* Data records *
------------

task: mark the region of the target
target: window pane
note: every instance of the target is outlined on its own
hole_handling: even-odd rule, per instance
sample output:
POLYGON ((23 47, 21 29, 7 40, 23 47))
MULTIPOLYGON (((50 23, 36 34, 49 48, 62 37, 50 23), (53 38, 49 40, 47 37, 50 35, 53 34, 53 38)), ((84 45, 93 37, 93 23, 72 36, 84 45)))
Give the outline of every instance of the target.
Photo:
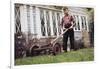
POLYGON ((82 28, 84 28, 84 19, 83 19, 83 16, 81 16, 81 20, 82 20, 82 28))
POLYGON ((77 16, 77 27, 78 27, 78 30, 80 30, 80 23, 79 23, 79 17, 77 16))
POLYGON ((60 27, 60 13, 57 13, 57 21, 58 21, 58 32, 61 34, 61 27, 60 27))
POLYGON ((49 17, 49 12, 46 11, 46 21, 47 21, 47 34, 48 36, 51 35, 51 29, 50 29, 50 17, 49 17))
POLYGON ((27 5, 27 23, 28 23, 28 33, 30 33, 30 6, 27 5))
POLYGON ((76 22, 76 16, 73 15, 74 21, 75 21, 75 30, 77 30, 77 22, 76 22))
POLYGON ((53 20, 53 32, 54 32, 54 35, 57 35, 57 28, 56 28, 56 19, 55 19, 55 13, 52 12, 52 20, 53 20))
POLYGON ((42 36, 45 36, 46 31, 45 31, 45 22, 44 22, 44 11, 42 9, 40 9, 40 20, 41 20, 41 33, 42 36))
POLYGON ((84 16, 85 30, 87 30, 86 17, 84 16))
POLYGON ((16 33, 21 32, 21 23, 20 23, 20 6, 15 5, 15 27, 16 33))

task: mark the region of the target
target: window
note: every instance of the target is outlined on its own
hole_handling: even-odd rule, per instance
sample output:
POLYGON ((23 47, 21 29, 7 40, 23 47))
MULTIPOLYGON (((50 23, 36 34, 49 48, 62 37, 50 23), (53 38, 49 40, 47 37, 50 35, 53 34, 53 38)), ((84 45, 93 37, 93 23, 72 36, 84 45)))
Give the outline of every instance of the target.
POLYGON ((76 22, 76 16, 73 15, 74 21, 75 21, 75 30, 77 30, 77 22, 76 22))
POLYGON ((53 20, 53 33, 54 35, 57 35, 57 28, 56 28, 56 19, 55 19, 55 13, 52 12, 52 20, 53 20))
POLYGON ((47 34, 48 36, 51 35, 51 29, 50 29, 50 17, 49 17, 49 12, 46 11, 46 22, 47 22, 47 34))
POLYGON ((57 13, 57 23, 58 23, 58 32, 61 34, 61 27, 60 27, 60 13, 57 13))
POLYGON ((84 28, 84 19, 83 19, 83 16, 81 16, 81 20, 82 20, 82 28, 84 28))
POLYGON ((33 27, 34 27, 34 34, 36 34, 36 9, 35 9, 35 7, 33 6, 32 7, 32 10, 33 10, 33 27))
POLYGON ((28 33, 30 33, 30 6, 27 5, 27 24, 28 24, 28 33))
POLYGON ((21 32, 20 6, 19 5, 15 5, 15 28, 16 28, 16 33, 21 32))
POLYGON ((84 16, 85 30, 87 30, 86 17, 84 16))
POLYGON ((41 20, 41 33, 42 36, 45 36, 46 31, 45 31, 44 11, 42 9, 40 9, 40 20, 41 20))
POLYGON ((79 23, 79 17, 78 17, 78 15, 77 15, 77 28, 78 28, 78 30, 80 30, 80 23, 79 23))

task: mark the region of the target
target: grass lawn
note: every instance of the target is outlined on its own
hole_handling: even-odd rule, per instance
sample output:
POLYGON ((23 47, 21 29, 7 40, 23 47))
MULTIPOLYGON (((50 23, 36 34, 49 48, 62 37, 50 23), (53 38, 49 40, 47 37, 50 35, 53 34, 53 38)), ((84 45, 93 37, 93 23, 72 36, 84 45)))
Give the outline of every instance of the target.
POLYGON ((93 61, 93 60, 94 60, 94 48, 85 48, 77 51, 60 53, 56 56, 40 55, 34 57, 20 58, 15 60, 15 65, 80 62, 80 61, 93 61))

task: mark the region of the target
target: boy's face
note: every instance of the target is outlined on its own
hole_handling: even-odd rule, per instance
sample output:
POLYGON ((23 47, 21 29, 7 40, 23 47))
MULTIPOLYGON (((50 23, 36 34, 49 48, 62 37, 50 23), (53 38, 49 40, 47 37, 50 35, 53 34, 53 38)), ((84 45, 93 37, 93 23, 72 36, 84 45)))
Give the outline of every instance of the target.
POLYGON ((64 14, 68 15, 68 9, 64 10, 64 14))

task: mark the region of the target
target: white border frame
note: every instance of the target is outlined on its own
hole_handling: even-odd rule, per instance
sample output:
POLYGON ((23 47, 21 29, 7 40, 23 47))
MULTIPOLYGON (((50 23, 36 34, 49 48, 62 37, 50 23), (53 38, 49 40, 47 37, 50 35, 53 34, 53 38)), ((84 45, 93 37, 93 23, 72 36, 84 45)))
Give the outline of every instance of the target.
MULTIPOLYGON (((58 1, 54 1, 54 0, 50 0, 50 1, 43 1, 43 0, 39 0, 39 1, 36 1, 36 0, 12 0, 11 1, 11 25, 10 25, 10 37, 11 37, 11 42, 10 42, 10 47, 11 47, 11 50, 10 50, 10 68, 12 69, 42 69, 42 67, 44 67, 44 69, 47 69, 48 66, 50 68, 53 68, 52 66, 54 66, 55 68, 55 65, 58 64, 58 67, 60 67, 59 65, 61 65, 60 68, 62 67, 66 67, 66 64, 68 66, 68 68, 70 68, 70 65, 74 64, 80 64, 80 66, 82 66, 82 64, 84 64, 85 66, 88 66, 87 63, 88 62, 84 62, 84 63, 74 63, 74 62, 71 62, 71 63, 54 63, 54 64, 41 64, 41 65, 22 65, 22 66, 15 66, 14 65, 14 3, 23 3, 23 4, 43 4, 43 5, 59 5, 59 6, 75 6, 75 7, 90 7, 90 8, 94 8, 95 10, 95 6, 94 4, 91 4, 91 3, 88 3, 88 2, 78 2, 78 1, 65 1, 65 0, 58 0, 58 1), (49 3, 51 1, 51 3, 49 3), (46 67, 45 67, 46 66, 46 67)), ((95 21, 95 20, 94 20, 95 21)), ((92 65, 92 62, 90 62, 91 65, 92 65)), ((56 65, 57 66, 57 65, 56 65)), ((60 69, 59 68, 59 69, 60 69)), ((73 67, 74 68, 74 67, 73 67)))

------------

* What you are asked to do *
Can you give all of the records above again with "hole_handling" renamed to "hole_rule" throughout, changing nothing else and leaving out the pictures?

* Solved exercise *
task: mark the region of the target
target: window pane
note: every instance of the target is outlined on its own
hole_rule: even-odd rule, per instance
sample output:
POLYGON ((23 47, 21 29, 7 40, 23 47))
MULTIPOLYGON (((50 23, 36 34, 49 48, 62 37, 50 23), (53 38, 49 40, 47 37, 50 35, 53 34, 53 38)), ((84 45, 93 37, 93 23, 72 36, 84 45)))
Give the outline of every instance of the target.
Photo:
POLYGON ((82 28, 84 28, 84 19, 83 19, 83 16, 81 16, 81 20, 82 20, 82 28))
POLYGON ((77 16, 77 27, 78 27, 78 30, 80 30, 80 23, 79 23, 79 17, 77 16))
POLYGON ((60 27, 60 13, 57 13, 57 21, 58 21, 58 32, 61 34, 61 27, 60 27))
POLYGON ((49 17, 49 12, 46 11, 46 21, 47 21, 47 34, 48 36, 51 35, 51 29, 50 29, 50 17, 49 17))
POLYGON ((27 5, 27 23, 28 23, 28 33, 30 33, 30 6, 27 5))
POLYGON ((76 22, 76 16, 73 15, 74 21, 75 21, 75 30, 77 30, 77 22, 76 22))
POLYGON ((53 20, 53 32, 54 32, 54 35, 57 35, 57 28, 56 28, 56 19, 55 19, 55 13, 52 12, 52 20, 53 20))
POLYGON ((42 36, 45 36, 46 31, 45 31, 45 22, 44 22, 44 11, 42 9, 40 9, 40 20, 41 20, 41 33, 42 36))
POLYGON ((84 16, 85 30, 87 30, 86 17, 84 16))
POLYGON ((16 33, 21 32, 21 23, 20 23, 20 6, 15 5, 15 27, 16 33))

task: mark the region of the target
target: window
note: every instance of the target is outlined on its own
hole_rule: even-odd rule, per instance
sample output:
POLYGON ((23 47, 21 29, 7 40, 23 47))
MULTIPOLYGON (((50 23, 36 34, 49 48, 62 37, 50 23), (53 38, 49 40, 47 37, 50 35, 53 34, 53 38)), ((84 45, 93 37, 93 23, 72 36, 84 45)))
Give the outline of every instance of the target.
POLYGON ((76 22, 76 16, 73 15, 74 21, 75 21, 75 30, 77 30, 77 22, 76 22))
POLYGON ((53 20, 53 33, 54 35, 57 35, 57 28, 56 28, 56 19, 55 19, 55 13, 52 12, 52 20, 53 20))
POLYGON ((47 34, 48 36, 51 35, 51 29, 50 29, 50 17, 49 17, 49 12, 46 11, 46 22, 47 22, 47 34))
POLYGON ((57 13, 57 23, 58 23, 58 32, 61 34, 61 27, 60 27, 60 13, 57 13))
POLYGON ((84 28, 84 19, 83 19, 83 16, 81 16, 81 20, 82 20, 82 28, 84 28))
POLYGON ((33 27, 34 27, 34 34, 36 34, 36 9, 35 9, 35 7, 33 6, 32 7, 32 10, 33 10, 33 27))
POLYGON ((28 33, 30 33, 30 6, 27 5, 27 24, 28 24, 28 33))
POLYGON ((21 32, 20 6, 19 5, 15 5, 15 28, 16 28, 16 33, 21 32))
POLYGON ((84 16, 85 30, 87 30, 86 17, 84 16))
POLYGON ((41 20, 41 33, 42 36, 45 36, 46 31, 45 31, 44 11, 42 9, 40 9, 40 20, 41 20))
POLYGON ((79 23, 79 17, 78 17, 78 15, 77 15, 77 28, 78 28, 78 30, 80 30, 80 23, 79 23))

task: mark the region of the target
target: grass lawn
note: every instance of the target is outlined on its own
hole_rule: even-odd rule, per instance
sample output:
POLYGON ((23 47, 21 29, 7 40, 23 47))
MULTIPOLYGON (((50 23, 36 34, 49 48, 62 37, 50 23), (53 38, 49 40, 47 37, 50 35, 53 34, 53 38)), ((84 45, 93 37, 93 23, 72 36, 84 45)))
Give the outline of every instance of the target.
POLYGON ((93 61, 93 60, 94 60, 94 48, 85 48, 77 51, 60 53, 56 56, 40 55, 34 57, 20 58, 15 60, 15 65, 80 62, 80 61, 93 61))

task: mark the region of the target
target: boy's face
note: every instance of the target is outlined on its own
hole_rule: even-odd rule, per instance
sample output:
POLYGON ((23 47, 21 29, 7 40, 23 47))
MULTIPOLYGON (((50 23, 36 34, 49 48, 62 37, 50 23), (53 38, 49 40, 47 37, 50 35, 53 34, 53 38)), ((84 45, 93 37, 93 23, 72 36, 84 45)))
Give the outline of every instance of the target.
POLYGON ((64 14, 68 15, 68 9, 64 10, 64 14))

task: mark the region of the target
target: white border frame
note: every instance of the target is outlined on its own
hole_rule: even-odd rule, per instance
sample output:
POLYGON ((23 47, 21 29, 7 40, 23 47))
MULTIPOLYGON (((50 23, 36 34, 49 48, 62 37, 50 23), (53 38, 49 40, 47 37, 50 35, 53 34, 53 38)), ((84 45, 93 37, 93 23, 72 36, 84 45)))
Give the outline of every instance of the target.
MULTIPOLYGON (((58 1, 54 1, 54 0, 50 0, 50 1, 43 1, 43 0, 39 0, 39 1, 36 1, 36 0, 12 0, 11 1, 11 25, 10 25, 10 37, 11 37, 11 42, 10 42, 10 47, 11 47, 11 50, 10 50, 10 68, 12 69, 42 69, 42 67, 44 67, 44 69, 47 69, 48 66, 50 68, 53 68, 52 66, 54 66, 55 68, 55 65, 58 64, 58 67, 60 67, 59 65, 61 65, 60 68, 62 67, 66 67, 66 64, 68 66, 68 68, 70 68, 70 65, 74 64, 80 64, 80 66, 82 66, 82 64, 84 64, 85 66, 88 66, 87 63, 88 62, 84 62, 84 63, 74 63, 74 62, 71 62, 71 63, 54 63, 54 64, 41 64, 41 65, 22 65, 22 66, 15 66, 14 65, 14 3, 23 3, 23 4, 43 4, 43 5, 59 5, 59 6, 75 6, 75 7, 90 7, 90 8, 94 8, 95 10, 95 6, 94 4, 91 4, 91 3, 88 3, 88 2, 78 2, 78 1, 65 1, 65 0, 58 0, 58 1), (49 3, 51 1, 51 3, 49 3), (46 67, 45 67, 46 66, 46 67)), ((95 21, 95 20, 94 20, 95 21)), ((92 65, 92 62, 90 62, 91 65, 92 65)), ((56 65, 57 66, 57 65, 56 65)), ((60 69, 59 68, 59 69, 60 69)), ((73 67, 74 68, 74 67, 73 67)))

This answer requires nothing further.